DIRECTIONS FOR THIS TASK: According to the text on experimentation best practices, which kinds of tools can help collect relevant metrics?

Nine Experimentation Best Practices - LaunchDarkly Tech Stack

This post is by Dawn Parzych of LaunchDarkly

Running experiments helps you bridge gaps between technical and business teams as you learn about user engagement patterns and application behavior. Experiments can validate that your development teams’ efforts align with your business objectives. You can configure an experiment from any feature flag (front-end, back-end, or operational), but what makes a good experiment?

Experiments use metrics to validate or disprove gut feelings about whether a new feature is meeting customers’ expectations. With an experiment, you can create and test a hypothesis regarding any aspect of your feature development process.

Will adding white space to the page result in people spending more time on the site?
Do alternate images lead to increased sales?
Will adding sorting to the page significantly increase load times?

Experiments provide concrete reporting and measurements to ensure that you are launching the best version of a feature that positively impacts company metrics.

General experimentation best practices

Let’s first talk about best practices around creating an experiment. Even with a solid foundation of feature flagging in your organization, missteps in these areas can yield flawed results. Consider these best practices for experimentation.

1. Create a culture of experimentation

Experiments can help you prove or disprove a hypothesis, but only if you are willing to trust the outcome and not try to game the experiment. Creating a culture of experimentation means:

People feel safe asking questions and questioning the answer. Sometimes the results of an experiment may not be what you were expecting. It’s ok to question the results and explore anomalies.
Ideas are solicited from all team members—business stakeholders, data analysts, product managers, and developers.
A data-driven approach is used to put metrics first, not as something that is only useful in dashboards after a feature ships.

Part of creating a culture of experimentation is providing the tools and training to allow teams to test and validate their features.

Tools needed for experimentation:

Tools to help you collect relevant metrics can include monitoring, observability, and business analytics tools.
Tools to help you segment users.
Tools to clean and analyze the results.

2. Define what success looks like as a team

Experiments help you determine when a feature is good enough to release. How do you define what “good enough” is, and who is involved in creating the definition? Experiments can involve a cross-functional team of people or only a handful, depending on the focus of the experiment. If an experiment is on whether to add a “free trial” button to the home page, you may need to involve people from demand generation, design, and business development.

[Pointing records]
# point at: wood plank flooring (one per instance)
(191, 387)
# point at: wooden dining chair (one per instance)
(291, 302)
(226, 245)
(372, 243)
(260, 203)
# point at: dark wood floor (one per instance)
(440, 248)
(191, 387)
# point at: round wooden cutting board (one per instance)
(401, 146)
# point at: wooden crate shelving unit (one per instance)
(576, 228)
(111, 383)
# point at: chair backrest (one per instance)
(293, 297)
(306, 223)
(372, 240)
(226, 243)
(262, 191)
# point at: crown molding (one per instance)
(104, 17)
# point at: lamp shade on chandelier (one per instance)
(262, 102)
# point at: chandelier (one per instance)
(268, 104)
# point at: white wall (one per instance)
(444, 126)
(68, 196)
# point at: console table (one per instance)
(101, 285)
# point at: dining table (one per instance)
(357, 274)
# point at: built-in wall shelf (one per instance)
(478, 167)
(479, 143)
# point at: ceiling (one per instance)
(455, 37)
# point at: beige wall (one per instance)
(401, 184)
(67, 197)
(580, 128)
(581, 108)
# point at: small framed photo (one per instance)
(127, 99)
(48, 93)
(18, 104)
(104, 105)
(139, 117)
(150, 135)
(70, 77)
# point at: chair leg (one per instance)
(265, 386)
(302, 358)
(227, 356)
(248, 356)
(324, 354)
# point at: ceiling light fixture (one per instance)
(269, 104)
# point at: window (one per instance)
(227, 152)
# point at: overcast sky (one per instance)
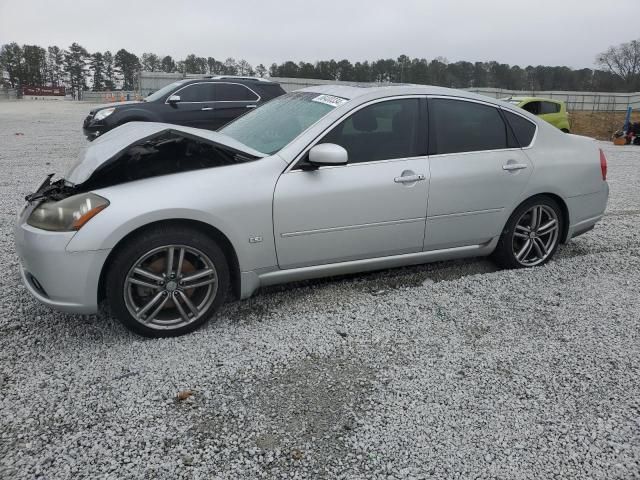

SOLUTION: Monitoring, observability, and business analytics tools.